Collected data:

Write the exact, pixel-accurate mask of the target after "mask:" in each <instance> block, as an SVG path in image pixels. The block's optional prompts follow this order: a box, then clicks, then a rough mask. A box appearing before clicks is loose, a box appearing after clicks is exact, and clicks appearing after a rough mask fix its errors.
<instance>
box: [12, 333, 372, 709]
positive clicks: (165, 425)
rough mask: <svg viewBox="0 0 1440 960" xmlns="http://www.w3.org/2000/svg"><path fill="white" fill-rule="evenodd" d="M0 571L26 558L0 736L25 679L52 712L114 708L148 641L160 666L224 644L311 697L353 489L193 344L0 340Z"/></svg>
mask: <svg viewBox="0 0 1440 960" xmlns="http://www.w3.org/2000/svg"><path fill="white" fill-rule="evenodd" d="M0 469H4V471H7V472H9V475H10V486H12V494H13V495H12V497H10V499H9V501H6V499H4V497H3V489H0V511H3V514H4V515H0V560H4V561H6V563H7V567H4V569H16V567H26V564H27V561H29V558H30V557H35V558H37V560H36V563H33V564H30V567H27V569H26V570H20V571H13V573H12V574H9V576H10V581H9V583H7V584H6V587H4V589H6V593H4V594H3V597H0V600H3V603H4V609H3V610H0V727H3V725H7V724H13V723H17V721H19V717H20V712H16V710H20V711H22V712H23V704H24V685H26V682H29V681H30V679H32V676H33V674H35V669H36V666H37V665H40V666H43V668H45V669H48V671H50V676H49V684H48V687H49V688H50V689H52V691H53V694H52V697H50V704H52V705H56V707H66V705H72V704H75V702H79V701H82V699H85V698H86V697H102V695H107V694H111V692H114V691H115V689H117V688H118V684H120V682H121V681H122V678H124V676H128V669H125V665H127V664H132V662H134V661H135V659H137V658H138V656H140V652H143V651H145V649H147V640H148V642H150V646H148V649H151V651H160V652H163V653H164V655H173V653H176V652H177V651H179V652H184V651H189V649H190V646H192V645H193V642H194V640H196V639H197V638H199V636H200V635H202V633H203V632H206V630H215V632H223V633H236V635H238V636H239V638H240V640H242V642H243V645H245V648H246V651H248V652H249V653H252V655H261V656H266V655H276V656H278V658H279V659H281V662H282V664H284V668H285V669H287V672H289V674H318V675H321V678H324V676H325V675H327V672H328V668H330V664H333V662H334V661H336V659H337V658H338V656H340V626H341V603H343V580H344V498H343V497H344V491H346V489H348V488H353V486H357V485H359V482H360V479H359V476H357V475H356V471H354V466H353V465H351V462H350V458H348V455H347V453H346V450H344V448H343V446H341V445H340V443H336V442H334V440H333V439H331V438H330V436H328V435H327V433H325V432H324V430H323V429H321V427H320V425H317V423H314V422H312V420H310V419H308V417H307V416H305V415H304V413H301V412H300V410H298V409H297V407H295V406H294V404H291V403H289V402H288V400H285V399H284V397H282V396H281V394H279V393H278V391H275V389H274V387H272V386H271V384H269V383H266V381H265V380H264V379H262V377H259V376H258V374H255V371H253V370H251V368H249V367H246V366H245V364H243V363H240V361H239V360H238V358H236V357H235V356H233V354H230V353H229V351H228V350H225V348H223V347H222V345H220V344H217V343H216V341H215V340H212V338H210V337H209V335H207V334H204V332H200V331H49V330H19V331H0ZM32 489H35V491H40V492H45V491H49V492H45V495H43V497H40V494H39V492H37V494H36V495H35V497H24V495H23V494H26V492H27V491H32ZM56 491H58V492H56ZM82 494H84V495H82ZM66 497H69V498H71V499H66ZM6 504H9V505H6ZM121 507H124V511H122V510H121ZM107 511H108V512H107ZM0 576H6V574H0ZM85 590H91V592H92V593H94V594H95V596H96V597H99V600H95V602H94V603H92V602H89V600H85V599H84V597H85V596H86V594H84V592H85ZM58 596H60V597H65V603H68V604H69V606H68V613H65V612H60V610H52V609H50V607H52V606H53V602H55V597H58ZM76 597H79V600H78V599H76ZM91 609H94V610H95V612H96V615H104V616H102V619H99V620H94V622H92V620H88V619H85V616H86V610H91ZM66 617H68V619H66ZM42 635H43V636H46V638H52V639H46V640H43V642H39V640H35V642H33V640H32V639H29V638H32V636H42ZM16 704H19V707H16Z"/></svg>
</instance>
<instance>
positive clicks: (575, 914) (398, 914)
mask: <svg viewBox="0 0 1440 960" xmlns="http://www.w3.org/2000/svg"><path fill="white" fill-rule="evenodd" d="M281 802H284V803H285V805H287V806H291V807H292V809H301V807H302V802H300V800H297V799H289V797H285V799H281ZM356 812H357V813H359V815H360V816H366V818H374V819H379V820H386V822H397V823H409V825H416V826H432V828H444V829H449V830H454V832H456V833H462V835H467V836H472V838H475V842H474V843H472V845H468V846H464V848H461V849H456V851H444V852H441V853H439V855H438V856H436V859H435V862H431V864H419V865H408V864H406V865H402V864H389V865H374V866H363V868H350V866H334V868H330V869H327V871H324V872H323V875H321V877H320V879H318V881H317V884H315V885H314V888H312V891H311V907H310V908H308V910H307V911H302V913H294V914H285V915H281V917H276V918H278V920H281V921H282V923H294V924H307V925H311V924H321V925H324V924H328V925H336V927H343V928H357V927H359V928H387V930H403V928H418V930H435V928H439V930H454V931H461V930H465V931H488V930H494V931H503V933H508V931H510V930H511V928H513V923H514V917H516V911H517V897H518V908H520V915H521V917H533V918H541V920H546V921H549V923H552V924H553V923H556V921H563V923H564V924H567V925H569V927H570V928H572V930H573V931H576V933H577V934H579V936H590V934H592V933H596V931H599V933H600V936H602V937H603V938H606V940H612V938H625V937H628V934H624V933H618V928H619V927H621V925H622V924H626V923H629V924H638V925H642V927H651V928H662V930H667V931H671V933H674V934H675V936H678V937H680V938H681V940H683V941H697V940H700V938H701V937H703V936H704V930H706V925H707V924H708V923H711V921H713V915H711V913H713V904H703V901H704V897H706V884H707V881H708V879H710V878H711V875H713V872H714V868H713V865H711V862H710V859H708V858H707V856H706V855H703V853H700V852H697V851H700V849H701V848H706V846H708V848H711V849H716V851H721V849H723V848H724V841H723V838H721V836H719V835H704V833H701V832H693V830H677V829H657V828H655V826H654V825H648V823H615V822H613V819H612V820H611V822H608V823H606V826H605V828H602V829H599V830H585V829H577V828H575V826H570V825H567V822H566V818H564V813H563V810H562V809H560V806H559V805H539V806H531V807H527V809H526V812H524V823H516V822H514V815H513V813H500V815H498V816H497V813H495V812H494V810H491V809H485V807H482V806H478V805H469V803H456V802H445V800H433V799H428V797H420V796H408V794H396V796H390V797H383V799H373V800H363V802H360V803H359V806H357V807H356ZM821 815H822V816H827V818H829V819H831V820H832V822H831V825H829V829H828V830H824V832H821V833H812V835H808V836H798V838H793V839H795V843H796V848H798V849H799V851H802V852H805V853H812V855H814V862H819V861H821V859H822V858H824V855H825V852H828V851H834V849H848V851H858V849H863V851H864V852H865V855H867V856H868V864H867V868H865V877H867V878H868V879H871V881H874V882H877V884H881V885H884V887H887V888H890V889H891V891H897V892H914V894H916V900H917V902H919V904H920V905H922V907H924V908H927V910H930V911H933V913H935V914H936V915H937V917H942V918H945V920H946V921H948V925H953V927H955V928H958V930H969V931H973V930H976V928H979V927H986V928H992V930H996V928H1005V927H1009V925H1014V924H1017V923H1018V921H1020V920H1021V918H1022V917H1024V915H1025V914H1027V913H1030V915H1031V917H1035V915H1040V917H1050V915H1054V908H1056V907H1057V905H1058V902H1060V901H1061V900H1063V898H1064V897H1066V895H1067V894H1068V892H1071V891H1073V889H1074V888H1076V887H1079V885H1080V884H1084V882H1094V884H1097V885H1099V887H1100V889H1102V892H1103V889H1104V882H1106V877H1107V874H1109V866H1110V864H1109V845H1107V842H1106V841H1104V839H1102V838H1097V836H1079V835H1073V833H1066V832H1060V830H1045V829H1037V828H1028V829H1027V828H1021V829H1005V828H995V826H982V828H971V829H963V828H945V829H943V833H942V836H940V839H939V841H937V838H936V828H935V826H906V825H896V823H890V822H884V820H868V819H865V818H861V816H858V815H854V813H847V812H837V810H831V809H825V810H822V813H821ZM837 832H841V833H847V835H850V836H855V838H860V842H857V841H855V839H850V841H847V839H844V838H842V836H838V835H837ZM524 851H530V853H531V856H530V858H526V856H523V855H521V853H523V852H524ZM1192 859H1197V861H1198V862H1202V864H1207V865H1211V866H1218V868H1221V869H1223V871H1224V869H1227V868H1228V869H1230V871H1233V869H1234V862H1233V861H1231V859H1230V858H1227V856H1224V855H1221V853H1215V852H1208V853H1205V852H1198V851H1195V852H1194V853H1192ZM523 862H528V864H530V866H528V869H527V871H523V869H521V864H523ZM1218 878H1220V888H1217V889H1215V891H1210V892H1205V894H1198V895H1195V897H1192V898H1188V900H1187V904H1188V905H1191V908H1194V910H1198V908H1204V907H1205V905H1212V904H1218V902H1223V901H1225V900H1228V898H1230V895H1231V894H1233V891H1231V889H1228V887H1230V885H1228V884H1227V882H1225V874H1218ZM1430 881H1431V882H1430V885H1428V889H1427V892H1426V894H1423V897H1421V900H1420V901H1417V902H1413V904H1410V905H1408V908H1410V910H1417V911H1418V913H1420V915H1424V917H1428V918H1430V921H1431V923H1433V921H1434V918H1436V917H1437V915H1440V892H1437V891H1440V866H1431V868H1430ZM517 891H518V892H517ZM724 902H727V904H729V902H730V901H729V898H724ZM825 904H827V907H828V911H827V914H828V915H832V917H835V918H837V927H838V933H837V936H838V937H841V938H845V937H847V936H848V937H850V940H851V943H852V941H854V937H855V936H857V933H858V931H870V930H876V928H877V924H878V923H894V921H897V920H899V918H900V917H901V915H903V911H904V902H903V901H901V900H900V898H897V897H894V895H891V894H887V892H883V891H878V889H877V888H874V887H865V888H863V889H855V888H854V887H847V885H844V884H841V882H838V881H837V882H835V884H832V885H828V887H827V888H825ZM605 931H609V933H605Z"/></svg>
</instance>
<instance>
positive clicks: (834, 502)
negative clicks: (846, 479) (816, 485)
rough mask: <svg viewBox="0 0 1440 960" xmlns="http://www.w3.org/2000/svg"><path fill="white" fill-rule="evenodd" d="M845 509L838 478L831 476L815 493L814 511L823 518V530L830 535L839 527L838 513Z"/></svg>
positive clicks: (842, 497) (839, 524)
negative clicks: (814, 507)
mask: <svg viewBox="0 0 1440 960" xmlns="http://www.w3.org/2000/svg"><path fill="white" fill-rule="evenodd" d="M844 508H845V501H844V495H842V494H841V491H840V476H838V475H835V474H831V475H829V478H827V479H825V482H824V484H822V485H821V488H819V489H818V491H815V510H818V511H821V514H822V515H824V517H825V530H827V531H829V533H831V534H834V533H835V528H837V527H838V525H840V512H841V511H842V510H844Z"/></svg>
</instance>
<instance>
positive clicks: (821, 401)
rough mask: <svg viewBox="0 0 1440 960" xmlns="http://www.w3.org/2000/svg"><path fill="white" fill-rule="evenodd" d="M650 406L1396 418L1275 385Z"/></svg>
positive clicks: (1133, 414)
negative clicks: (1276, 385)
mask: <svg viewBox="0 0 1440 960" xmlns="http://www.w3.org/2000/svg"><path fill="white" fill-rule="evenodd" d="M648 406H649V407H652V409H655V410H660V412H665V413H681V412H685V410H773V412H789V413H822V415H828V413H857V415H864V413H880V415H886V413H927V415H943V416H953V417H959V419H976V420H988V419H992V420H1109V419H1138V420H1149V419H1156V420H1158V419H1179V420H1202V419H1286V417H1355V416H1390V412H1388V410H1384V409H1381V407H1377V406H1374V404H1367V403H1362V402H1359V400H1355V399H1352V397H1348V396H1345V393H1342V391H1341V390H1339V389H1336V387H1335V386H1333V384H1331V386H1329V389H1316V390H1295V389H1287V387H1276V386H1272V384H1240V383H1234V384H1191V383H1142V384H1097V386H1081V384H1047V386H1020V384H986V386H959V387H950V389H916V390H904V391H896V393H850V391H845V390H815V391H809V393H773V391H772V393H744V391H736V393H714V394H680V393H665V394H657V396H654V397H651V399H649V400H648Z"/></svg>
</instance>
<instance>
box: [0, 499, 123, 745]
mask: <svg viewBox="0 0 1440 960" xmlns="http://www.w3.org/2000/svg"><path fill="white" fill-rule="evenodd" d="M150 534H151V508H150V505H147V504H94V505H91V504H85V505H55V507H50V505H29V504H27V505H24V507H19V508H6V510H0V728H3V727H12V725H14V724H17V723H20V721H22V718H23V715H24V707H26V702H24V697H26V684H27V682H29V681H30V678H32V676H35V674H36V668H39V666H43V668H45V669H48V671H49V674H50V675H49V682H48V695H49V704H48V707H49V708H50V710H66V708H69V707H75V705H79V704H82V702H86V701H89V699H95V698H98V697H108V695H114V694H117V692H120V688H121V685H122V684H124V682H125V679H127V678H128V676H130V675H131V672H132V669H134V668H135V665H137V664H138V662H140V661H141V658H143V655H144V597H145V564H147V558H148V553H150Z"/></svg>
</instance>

Exercise - Copy every line of the data verbatim, from the line containing "negative clicks: (814, 507)" down to the line containing "positive clicks: (1133, 414)", with both of those lines included.

Reply -
negative clicks: (814, 507)
mask: <svg viewBox="0 0 1440 960" xmlns="http://www.w3.org/2000/svg"><path fill="white" fill-rule="evenodd" d="M844 508H845V501H844V495H842V494H841V491H840V476H838V475H835V474H831V475H829V478H827V479H825V482H824V484H822V485H821V488H819V489H818V491H815V510H818V511H821V514H822V515H824V517H825V530H827V531H829V533H831V534H834V533H835V528H837V527H838V525H840V512H841V511H842V510H844Z"/></svg>
</instance>
<instance>
positive clicks: (821, 401)
rough mask: <svg viewBox="0 0 1440 960" xmlns="http://www.w3.org/2000/svg"><path fill="white" fill-rule="evenodd" d="M650 406L1396 418L1275 385Z"/></svg>
positive clicks: (1133, 414)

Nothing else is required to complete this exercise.